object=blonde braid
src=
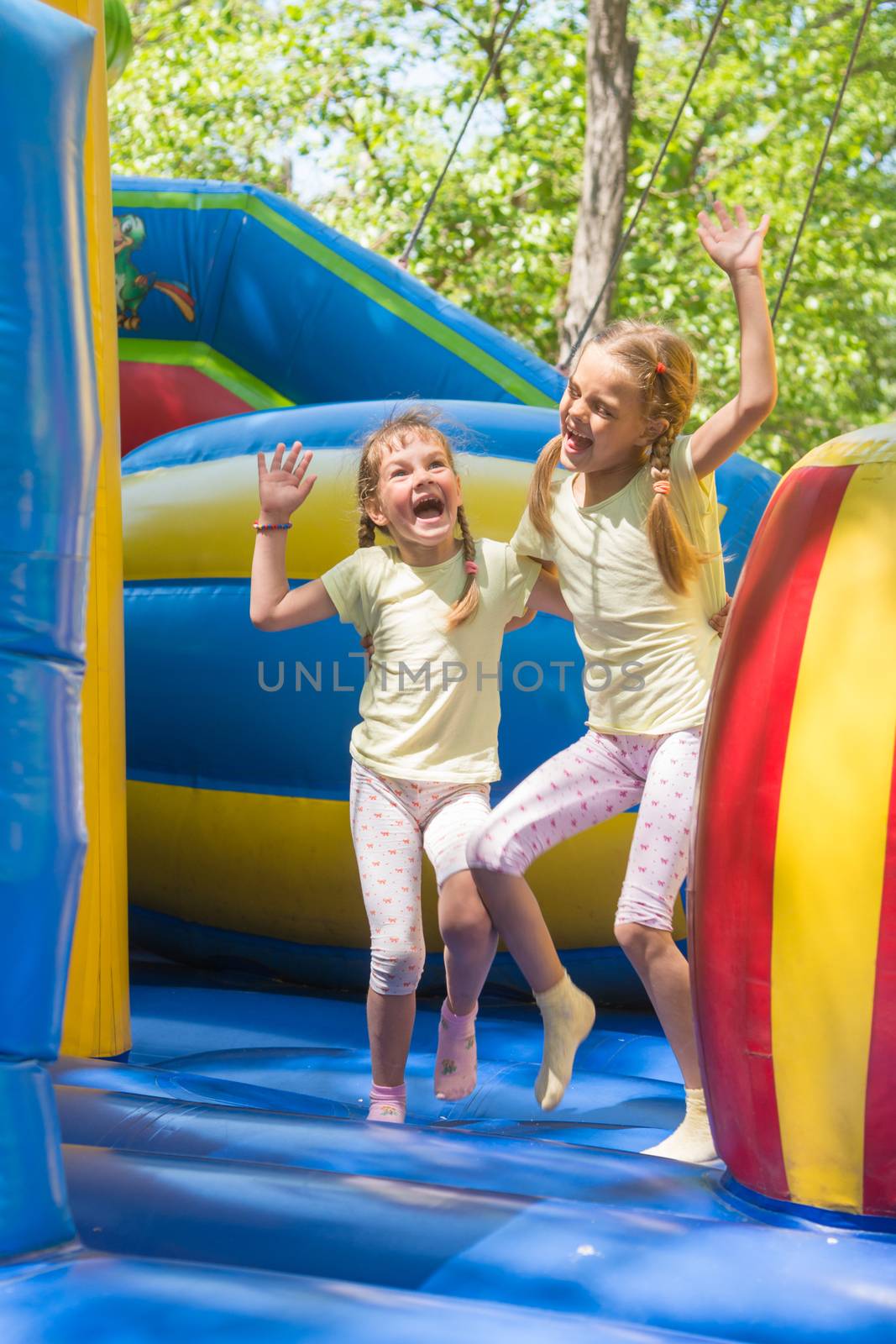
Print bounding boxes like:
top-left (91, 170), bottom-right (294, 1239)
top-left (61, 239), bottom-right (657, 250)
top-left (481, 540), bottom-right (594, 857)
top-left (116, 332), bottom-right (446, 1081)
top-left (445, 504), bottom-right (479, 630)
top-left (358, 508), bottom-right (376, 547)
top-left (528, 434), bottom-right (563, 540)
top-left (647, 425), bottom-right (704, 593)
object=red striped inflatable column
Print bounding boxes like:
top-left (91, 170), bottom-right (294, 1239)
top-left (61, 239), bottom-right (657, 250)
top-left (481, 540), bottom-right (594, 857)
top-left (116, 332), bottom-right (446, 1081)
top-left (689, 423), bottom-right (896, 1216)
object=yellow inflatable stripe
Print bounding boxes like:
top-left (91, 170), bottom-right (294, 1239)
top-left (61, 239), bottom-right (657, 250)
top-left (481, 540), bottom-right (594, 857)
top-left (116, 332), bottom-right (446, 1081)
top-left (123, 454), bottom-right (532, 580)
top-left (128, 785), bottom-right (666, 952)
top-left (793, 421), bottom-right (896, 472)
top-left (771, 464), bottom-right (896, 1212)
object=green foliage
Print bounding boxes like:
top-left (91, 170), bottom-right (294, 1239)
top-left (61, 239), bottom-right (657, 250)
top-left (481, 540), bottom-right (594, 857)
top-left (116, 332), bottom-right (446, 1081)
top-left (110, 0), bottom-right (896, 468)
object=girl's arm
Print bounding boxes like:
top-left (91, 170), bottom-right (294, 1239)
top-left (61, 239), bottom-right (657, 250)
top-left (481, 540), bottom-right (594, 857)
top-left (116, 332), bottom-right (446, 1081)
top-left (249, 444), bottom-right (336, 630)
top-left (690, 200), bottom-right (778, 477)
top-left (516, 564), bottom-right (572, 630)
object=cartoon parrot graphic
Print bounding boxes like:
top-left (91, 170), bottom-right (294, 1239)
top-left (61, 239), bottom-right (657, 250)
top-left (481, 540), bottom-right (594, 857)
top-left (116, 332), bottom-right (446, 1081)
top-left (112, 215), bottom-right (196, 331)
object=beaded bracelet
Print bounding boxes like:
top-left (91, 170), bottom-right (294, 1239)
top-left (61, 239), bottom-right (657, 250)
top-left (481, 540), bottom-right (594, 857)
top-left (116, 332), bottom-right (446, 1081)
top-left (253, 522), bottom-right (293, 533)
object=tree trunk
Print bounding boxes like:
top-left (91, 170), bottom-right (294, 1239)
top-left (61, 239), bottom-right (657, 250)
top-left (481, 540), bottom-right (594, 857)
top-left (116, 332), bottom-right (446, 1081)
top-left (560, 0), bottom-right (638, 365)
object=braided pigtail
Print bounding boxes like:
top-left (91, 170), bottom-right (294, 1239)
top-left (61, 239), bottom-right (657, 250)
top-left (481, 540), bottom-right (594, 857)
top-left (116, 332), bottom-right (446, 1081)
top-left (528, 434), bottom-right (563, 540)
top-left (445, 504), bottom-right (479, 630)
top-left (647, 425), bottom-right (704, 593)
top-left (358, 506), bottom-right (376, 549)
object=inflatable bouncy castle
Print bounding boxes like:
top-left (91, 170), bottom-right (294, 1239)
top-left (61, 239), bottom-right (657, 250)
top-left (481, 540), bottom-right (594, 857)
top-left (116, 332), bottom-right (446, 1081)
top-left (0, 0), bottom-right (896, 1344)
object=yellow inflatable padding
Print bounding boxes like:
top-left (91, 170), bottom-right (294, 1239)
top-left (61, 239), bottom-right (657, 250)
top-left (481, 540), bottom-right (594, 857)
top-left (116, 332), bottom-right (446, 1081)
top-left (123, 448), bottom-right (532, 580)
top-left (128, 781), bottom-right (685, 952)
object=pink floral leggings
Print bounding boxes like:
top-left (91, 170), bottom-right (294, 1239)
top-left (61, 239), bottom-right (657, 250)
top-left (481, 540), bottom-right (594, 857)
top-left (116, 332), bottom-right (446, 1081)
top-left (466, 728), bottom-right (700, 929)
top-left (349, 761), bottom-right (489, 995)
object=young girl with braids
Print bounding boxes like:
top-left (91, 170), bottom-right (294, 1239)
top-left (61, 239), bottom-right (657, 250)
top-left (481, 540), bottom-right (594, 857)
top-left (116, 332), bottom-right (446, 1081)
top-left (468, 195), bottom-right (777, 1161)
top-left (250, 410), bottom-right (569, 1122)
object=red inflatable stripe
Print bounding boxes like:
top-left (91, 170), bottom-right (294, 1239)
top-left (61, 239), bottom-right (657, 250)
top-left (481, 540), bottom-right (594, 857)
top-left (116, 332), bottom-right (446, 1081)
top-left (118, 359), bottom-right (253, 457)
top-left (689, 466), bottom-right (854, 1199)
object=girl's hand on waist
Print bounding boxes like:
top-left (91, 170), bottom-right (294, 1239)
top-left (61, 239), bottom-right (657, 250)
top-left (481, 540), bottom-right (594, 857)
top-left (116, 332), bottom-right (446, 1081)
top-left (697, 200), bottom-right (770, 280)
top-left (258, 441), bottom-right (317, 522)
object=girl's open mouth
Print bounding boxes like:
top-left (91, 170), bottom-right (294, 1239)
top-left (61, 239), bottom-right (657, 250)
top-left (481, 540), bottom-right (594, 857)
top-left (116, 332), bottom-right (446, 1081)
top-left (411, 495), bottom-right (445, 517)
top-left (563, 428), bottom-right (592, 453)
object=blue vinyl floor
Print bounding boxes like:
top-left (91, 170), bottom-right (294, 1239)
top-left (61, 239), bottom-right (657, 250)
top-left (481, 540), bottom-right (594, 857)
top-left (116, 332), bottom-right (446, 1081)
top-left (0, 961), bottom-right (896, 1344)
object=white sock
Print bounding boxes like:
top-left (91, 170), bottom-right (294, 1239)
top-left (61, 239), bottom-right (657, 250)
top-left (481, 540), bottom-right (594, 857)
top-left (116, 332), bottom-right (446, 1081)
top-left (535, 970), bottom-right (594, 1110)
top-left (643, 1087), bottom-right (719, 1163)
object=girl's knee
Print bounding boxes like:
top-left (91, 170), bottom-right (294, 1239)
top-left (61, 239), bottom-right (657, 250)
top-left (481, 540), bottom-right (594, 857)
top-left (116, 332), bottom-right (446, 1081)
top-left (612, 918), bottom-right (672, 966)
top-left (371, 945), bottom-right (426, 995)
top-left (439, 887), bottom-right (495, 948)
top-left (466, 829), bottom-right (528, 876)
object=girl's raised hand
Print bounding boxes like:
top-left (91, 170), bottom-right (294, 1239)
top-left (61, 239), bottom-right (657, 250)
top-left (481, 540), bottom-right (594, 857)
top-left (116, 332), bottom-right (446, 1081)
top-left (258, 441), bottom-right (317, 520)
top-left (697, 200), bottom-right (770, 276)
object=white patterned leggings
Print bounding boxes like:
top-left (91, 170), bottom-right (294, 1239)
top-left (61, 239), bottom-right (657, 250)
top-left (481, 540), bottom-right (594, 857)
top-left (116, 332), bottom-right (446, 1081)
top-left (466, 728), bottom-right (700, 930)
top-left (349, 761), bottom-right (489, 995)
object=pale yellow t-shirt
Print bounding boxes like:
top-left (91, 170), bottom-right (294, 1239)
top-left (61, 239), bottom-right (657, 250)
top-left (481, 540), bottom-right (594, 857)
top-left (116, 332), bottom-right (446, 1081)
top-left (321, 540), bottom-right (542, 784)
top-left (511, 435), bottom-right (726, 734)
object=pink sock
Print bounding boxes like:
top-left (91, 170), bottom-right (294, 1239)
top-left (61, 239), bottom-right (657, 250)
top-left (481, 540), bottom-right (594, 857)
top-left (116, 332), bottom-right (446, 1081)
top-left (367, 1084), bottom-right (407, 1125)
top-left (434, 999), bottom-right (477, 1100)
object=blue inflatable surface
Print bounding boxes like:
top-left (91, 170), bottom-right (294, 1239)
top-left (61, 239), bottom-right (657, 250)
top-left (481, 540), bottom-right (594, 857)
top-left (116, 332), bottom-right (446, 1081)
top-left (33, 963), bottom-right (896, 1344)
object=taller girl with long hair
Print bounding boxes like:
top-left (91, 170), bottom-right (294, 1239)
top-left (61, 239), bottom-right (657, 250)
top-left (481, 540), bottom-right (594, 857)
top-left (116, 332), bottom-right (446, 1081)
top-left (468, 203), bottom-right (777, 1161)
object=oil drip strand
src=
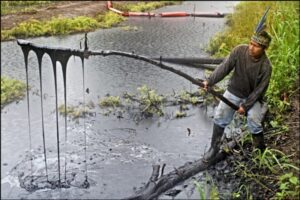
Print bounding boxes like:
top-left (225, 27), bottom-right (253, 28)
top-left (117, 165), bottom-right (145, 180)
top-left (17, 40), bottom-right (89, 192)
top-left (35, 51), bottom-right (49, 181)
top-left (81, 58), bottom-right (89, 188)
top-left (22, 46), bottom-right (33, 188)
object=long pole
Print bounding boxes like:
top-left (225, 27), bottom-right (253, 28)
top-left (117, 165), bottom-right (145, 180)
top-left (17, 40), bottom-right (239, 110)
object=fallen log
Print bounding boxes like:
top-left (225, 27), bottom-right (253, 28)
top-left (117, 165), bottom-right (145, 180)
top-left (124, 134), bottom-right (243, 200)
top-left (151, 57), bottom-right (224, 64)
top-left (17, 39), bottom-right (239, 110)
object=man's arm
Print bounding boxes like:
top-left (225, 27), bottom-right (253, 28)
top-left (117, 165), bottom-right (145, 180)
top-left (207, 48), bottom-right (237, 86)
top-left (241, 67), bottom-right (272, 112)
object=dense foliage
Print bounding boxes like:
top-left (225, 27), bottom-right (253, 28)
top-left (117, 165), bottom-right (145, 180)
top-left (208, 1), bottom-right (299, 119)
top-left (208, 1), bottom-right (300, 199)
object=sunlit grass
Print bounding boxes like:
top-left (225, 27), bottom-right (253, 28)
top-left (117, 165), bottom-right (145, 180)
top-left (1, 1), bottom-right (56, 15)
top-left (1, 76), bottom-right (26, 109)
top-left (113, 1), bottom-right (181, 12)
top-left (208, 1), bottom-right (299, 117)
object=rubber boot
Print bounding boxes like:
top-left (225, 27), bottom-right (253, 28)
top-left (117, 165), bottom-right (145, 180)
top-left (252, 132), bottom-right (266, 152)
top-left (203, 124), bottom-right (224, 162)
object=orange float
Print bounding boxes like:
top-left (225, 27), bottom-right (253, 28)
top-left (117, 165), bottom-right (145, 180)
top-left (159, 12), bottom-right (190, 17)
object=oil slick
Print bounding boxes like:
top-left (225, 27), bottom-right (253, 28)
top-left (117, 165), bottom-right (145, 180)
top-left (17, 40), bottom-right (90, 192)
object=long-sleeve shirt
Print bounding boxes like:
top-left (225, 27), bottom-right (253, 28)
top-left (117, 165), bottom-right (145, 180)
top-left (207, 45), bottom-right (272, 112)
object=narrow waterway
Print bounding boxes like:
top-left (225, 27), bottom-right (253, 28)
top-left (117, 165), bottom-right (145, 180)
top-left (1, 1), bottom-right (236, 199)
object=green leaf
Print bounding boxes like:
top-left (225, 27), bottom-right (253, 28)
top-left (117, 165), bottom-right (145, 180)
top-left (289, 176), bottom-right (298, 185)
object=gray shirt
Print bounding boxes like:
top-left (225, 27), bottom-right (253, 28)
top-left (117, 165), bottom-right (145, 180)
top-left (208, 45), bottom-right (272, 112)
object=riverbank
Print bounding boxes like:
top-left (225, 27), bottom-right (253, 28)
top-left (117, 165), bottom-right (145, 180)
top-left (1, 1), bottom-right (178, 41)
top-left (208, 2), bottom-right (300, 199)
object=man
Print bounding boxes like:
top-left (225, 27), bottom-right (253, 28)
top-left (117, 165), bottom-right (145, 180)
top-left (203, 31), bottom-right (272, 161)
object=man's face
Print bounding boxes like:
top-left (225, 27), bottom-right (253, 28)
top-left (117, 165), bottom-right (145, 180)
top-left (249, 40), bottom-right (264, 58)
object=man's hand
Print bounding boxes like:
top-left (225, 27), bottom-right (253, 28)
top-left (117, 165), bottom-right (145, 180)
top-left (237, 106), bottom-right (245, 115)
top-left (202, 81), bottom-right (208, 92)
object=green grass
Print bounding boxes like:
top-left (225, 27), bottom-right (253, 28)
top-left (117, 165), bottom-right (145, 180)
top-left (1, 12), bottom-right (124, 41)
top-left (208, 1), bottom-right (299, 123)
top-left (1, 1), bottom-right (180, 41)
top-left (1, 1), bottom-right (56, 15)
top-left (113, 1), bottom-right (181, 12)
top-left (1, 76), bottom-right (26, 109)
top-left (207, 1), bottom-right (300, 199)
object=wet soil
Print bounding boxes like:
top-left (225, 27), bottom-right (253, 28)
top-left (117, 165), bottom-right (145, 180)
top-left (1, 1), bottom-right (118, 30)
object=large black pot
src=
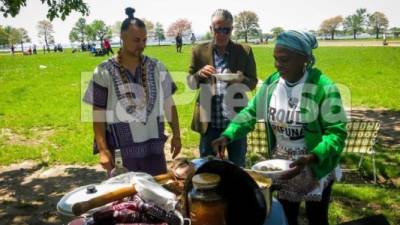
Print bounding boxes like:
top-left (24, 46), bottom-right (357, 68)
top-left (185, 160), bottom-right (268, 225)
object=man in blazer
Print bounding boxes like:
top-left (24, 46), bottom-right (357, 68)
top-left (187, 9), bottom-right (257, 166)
········
> **WHAT YOU WILL DO**
Please format everything in the records above, from the line containing "object=beaded bracelet" down to and including the line containing "top-left (253, 522), bottom-right (293, 533)", as a Markdown table with the columns Row and Line. Number each row and leave out any blank lines.

> **WRITTEN RESPONSE**
| Row | Line |
|---|---|
| 1 | object=beaded bracelet |
| 2 | Print bounding boxes like: |
| 3 | top-left (91, 170), bottom-right (294, 1239) |
| 4 | top-left (61, 239), bottom-right (657, 250) |
| 5 | top-left (481, 540), bottom-right (594, 857) |
| 6 | top-left (116, 332), bottom-right (446, 1081) |
| 7 | top-left (253, 522), bottom-right (293, 533) |